Take the part of the listing that opens with the line containing "[spot] the building" and closes at the end of the listing, switch "tram" to "bus", and give back only those lines with everything else unchanged.

* Working data *
— START —

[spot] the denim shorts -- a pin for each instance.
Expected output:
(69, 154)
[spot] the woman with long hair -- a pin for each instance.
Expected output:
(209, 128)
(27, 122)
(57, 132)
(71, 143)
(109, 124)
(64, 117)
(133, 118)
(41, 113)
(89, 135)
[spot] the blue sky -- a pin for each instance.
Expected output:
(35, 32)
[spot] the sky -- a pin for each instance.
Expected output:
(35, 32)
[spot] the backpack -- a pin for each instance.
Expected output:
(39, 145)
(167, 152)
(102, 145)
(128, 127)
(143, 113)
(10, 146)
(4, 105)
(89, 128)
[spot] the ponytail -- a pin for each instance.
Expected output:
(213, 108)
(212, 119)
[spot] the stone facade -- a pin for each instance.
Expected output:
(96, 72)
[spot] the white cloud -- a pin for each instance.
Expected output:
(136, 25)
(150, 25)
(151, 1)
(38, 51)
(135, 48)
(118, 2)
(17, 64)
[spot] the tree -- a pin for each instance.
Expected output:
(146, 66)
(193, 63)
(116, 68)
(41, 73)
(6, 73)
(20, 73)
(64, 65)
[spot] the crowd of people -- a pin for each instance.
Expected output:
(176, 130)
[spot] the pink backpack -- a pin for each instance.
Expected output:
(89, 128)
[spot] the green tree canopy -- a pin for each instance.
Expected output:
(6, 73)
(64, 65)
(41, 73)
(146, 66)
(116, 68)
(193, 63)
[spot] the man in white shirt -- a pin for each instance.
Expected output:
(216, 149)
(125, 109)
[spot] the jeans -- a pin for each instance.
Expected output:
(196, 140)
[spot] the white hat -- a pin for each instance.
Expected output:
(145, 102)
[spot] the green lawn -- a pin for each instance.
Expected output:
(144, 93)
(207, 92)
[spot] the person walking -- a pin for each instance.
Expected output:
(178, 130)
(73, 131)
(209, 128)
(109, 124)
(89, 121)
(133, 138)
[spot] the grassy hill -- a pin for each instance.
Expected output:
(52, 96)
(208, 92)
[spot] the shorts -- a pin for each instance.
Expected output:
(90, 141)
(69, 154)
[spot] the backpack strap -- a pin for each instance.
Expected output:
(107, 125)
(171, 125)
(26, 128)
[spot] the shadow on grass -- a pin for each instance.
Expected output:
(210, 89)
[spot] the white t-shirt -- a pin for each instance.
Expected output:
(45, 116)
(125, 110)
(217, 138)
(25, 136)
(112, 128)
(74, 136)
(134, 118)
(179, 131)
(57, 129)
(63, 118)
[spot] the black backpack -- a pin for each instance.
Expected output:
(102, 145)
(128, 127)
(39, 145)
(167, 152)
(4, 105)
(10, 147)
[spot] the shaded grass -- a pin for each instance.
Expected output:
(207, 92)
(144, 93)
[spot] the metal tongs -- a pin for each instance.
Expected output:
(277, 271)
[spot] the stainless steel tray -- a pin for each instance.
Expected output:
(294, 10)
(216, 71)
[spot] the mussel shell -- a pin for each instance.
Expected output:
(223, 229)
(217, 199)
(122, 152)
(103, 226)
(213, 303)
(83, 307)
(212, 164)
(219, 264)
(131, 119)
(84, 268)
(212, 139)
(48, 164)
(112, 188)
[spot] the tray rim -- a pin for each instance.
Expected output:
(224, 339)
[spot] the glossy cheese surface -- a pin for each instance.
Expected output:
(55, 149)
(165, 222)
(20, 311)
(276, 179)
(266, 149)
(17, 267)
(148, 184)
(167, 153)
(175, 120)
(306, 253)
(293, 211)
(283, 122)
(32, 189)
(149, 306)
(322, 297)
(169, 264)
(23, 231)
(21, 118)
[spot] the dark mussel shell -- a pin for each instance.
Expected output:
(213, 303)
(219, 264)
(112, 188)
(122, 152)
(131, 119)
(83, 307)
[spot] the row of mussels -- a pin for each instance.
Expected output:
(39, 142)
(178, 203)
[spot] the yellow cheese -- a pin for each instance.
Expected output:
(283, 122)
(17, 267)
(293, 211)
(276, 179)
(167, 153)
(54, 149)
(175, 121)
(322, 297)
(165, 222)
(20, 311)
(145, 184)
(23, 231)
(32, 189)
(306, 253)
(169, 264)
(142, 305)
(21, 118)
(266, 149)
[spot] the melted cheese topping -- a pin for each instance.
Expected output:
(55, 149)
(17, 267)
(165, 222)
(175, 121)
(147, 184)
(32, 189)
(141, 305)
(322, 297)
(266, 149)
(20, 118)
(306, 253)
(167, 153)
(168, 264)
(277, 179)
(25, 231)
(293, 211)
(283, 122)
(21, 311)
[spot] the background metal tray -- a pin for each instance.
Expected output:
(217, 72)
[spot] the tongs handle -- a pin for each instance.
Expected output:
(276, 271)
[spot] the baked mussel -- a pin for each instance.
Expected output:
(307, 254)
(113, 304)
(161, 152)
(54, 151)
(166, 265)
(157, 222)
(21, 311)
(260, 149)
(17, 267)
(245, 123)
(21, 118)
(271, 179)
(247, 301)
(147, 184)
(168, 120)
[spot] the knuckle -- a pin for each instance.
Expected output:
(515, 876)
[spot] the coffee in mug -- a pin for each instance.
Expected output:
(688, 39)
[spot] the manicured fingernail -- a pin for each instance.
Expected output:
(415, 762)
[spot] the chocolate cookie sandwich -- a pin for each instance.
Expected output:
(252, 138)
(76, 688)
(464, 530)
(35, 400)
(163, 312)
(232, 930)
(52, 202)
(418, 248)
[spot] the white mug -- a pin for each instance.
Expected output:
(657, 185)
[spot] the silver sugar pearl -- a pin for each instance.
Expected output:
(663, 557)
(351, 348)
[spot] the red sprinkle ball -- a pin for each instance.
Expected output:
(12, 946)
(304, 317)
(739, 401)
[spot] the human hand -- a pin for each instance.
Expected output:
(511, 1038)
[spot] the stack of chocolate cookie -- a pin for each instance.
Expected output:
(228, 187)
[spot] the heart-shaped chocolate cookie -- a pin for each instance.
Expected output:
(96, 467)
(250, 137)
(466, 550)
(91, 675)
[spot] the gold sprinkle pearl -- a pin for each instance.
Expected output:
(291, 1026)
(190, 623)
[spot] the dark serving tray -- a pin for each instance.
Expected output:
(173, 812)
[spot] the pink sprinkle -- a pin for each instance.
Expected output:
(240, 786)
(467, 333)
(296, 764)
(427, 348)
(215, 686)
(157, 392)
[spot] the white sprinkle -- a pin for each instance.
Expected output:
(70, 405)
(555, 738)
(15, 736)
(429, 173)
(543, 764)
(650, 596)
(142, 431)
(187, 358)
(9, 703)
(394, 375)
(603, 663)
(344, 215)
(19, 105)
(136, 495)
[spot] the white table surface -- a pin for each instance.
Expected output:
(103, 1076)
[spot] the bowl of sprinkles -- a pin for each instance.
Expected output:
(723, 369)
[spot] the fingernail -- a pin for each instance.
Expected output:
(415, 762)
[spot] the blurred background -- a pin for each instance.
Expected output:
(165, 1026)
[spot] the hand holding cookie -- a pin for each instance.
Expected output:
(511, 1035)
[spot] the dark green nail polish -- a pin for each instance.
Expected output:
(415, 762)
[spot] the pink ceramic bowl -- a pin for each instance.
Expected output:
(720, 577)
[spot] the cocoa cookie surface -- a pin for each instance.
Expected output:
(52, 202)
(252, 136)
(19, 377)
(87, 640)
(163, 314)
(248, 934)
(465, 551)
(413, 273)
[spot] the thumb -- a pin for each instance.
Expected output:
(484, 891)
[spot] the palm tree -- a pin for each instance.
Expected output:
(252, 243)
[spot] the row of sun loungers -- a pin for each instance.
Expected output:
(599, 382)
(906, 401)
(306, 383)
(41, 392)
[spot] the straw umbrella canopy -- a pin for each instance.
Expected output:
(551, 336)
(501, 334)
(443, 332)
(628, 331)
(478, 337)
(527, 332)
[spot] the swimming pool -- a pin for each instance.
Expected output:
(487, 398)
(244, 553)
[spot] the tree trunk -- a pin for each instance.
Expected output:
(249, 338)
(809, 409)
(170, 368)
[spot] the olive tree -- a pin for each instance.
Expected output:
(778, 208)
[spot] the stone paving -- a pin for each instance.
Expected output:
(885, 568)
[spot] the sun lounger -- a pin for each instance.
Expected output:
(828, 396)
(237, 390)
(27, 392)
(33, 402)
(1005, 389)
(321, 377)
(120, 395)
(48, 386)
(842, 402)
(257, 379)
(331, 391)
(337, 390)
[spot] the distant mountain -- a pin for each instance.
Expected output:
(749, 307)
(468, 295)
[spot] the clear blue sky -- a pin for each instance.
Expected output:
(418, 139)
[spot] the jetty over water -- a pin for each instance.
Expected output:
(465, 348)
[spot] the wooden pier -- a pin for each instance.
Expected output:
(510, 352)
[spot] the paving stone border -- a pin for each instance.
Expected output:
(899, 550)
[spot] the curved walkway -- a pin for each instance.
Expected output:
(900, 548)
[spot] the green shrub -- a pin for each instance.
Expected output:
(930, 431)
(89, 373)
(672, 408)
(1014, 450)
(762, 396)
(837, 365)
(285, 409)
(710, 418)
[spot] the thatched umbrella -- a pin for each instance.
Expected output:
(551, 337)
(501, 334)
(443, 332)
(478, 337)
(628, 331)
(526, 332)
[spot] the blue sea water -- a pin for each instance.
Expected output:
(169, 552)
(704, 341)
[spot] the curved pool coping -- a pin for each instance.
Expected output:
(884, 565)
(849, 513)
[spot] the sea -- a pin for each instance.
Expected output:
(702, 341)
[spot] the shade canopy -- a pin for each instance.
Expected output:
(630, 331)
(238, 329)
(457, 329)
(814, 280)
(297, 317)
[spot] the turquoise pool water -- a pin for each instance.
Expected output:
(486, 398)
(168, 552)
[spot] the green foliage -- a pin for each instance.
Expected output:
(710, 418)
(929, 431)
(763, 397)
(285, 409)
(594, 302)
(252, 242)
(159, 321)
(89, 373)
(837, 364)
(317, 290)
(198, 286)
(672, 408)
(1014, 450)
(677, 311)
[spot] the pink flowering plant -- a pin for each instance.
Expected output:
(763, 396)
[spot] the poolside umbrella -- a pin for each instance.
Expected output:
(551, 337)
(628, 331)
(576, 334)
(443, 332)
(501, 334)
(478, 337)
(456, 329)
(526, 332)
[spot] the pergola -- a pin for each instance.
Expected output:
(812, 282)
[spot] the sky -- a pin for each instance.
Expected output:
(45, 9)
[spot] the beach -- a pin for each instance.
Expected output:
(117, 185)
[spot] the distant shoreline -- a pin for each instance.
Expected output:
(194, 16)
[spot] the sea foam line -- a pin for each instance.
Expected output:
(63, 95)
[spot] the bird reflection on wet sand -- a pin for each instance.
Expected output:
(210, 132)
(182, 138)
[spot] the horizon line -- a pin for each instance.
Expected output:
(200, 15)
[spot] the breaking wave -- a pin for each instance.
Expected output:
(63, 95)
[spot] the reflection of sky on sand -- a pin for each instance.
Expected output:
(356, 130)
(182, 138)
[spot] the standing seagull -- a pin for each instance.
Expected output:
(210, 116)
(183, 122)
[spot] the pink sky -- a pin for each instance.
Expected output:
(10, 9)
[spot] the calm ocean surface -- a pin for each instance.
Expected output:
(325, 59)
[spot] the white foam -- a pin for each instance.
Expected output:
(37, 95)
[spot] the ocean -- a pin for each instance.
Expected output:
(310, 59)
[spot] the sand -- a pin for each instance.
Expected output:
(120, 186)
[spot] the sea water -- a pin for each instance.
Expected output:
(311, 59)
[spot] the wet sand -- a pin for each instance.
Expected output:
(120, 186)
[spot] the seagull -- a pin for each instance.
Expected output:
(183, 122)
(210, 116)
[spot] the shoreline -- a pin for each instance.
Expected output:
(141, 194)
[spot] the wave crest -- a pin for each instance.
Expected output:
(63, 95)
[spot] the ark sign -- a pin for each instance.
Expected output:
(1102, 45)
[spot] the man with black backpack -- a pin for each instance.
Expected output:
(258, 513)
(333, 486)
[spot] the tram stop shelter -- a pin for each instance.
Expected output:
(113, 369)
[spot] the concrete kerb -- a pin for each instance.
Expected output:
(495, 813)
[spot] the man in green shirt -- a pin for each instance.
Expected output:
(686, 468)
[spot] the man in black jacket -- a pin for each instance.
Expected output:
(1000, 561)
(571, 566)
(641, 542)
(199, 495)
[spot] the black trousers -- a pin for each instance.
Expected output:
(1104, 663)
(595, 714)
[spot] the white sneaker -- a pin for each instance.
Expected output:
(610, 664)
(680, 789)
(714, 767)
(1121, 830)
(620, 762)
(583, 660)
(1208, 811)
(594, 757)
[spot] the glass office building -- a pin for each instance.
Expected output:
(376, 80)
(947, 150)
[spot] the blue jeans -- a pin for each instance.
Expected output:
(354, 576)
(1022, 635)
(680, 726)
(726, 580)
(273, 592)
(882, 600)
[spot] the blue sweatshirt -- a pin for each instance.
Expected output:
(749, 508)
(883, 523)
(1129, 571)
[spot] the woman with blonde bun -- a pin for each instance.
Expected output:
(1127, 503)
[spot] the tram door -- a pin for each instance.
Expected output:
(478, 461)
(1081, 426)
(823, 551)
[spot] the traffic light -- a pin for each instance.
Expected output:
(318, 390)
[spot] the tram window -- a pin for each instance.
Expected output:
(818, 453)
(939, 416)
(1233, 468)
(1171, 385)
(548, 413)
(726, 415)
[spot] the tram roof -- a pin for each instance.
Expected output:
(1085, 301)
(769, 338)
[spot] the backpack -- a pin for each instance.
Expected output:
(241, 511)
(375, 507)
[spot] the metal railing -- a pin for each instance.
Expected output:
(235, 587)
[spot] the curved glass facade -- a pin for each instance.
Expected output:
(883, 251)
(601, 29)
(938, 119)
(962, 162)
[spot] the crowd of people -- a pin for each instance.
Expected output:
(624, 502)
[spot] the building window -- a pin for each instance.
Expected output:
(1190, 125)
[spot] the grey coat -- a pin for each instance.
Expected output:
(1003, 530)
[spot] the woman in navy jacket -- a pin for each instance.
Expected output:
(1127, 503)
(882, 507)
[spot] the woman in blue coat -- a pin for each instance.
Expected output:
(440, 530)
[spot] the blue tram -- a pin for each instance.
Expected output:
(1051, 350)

— END —

* Expected answer *
[spot] the building window -- a pin for each instance.
Expected output:
(1190, 125)
[spot] the grey coat -- a pin for each instance.
Expected output:
(1003, 530)
[spot] the woman in navy jacket -- a pin for each instance.
Expected output:
(1127, 503)
(882, 507)
[spot] the woman in blue coat -- a pin for each instance.
Expected output:
(440, 530)
[spot] the blue bus -- a pin for each instance.
Expected output:
(1051, 350)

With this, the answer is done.